Start of DATA FOR THIS EXERCISE

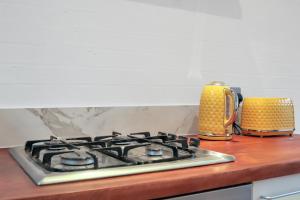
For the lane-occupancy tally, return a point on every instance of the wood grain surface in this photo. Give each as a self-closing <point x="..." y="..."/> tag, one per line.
<point x="256" y="159"/>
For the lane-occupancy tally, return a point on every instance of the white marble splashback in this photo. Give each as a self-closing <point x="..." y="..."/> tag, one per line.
<point x="19" y="125"/>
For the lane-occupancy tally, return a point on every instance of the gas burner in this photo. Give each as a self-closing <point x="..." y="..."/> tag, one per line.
<point x="76" y="158"/>
<point x="110" y="155"/>
<point x="122" y="143"/>
<point x="154" y="151"/>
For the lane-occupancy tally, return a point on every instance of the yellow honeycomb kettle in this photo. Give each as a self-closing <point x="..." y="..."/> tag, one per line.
<point x="217" y="111"/>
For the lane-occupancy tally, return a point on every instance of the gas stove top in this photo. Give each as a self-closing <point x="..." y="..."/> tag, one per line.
<point x="58" y="160"/>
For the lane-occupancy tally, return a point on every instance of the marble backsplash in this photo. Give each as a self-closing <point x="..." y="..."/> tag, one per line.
<point x="19" y="125"/>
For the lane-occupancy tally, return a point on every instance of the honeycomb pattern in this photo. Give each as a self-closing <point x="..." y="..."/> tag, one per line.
<point x="211" y="110"/>
<point x="267" y="114"/>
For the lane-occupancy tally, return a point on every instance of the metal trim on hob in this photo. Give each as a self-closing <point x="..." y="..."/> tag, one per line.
<point x="42" y="177"/>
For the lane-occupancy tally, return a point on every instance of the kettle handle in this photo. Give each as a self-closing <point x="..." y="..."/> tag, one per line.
<point x="234" y="107"/>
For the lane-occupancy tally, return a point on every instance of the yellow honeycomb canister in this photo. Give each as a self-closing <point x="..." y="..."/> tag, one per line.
<point x="267" y="116"/>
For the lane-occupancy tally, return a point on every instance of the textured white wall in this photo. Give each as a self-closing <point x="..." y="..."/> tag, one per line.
<point x="56" y="53"/>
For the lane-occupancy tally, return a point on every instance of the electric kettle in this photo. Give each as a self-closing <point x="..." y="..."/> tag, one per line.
<point x="217" y="111"/>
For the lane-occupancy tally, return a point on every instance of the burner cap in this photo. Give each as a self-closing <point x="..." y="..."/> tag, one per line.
<point x="54" y="142"/>
<point x="76" y="159"/>
<point x="154" y="151"/>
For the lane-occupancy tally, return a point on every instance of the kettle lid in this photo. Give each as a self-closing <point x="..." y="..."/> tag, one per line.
<point x="217" y="83"/>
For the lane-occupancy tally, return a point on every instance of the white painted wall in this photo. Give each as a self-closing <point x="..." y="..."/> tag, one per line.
<point x="57" y="53"/>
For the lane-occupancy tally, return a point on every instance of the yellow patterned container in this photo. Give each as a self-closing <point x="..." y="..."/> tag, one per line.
<point x="268" y="116"/>
<point x="216" y="112"/>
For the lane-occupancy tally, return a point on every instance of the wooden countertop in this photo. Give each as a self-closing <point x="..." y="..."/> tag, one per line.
<point x="256" y="159"/>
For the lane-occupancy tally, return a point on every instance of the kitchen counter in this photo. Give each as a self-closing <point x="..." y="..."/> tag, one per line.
<point x="256" y="159"/>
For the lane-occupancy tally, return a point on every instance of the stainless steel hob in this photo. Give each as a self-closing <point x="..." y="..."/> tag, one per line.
<point x="57" y="160"/>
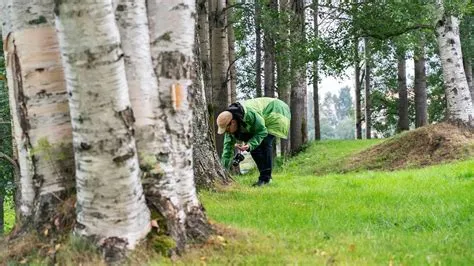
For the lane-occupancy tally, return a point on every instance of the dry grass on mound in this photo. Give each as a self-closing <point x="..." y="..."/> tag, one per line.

End of DATA FOR THIS EXERCISE

Give the data again exactly as written, with no pictures included.

> [WORKED SOLUTION]:
For the lane-occupancy tally, return a point on every instance of the wood grain surface in this photo. Give each as a self-closing <point x="..." y="..."/> tag, one per line.
<point x="256" y="159"/>
For the lane-occupancy tally, return a point on every instance of the white marble splashback in this photo. Give each as a self-closing <point x="..." y="..."/> tag, one per line.
<point x="19" y="125"/>
For the lane-occupancy tally, return a point on every instance of the gas burner in this photo. Give each as a self-closing <point x="..." y="..."/> tag, one per line.
<point x="76" y="158"/>
<point x="110" y="155"/>
<point x="122" y="143"/>
<point x="154" y="151"/>
For the lane-occupancy tally, return a point on every instance of the yellow honeycomb kettle in this photo. Give each as a self-closing <point x="..." y="..."/> tag, one per line.
<point x="217" y="111"/>
For the lane-occupancy tally, return a point on every instance of the gas stove top in this photo. Give each as a self-closing <point x="..." y="..."/> tag, one per line.
<point x="58" y="160"/>
For the lane-occupancy tally, return a point on every instance of the marble backsplash in this photo. Give each as a self-closing <point x="..." y="..."/> tag, one per line.
<point x="19" y="125"/>
For the lane-occupancy tally, return a point on every instance of the honeycomb pattern in this photo. Give each as a self-closing <point x="..." y="..."/> tag, one per line.
<point x="211" y="110"/>
<point x="267" y="114"/>
For the lane-occupancy tally, return a point on every instance of the metal trim on hob in this photo. Give each as a self-closing <point x="..." y="..."/> tag, one per line.
<point x="42" y="177"/>
For the lane-occupancy tally, return a point on every instance of the kettle handle in this photo. Give each as a self-closing <point x="..." y="..."/> tag, one per line.
<point x="234" y="107"/>
For the lane-occupancy tally, return a point on every instance of the yellow honeycomb canister in this photo. Give each as a self-closing <point x="..." y="..."/> tag, one per line.
<point x="267" y="116"/>
For the lane-occupancy tally, return a point on every instance of the textured white wall in this photo. Give each as a self-closing <point x="..." y="..."/> tag, one per line.
<point x="56" y="53"/>
For the lane-occupancy tally, return a point on every instance of the electric kettle in this photo. Give each as a self-closing <point x="..." y="..."/> tag, one per line.
<point x="217" y="111"/>
For the lane-occupancy tally, return a point on every instance of the burner cap in this photo. Give each as a self-closing <point x="..." y="..."/> tag, one per line.
<point x="54" y="142"/>
<point x="76" y="159"/>
<point x="154" y="151"/>
For the lane-occupancy tally, return a point on every instance of the kettle lid in this photo. Give each as a self-closing <point x="..." y="..."/> tag, one per line.
<point x="217" y="83"/>
For the lane-occupancy tally, return a point on every instance of the white painted wall in this photo. Give each as a self-closing <point x="..." y="..."/> tag, one per line.
<point x="57" y="53"/>
For the lane-occupancy tally, return a point on every instance of the yellow patterned container in this photo. Give each as a self-closing <point x="..." y="..."/> tag, one per line.
<point x="268" y="116"/>
<point x="216" y="112"/>
For the lane-occupancy tally, return a point on every instance of the wooden countertop in this photo. Give each as a self-closing <point x="..." y="..."/> tag, one per line.
<point x="256" y="159"/>
For the lane-occupancy tally, return a point on every instance of the kitchen counter in this photo. Give each as a self-closing <point x="..." y="..."/> tag, one per line.
<point x="256" y="159"/>
For the lane-occupancy tally, return a point on every instance of the stainless steel hob in this photo. Give each as a self-closing <point x="..." y="..."/> tag, one per line.
<point x="57" y="160"/>
For the lane-occupancy tally, return a point on every instance of the dry grass on mound in this photo. Give each as a self-closing <point x="..." y="..."/> tag, one per line.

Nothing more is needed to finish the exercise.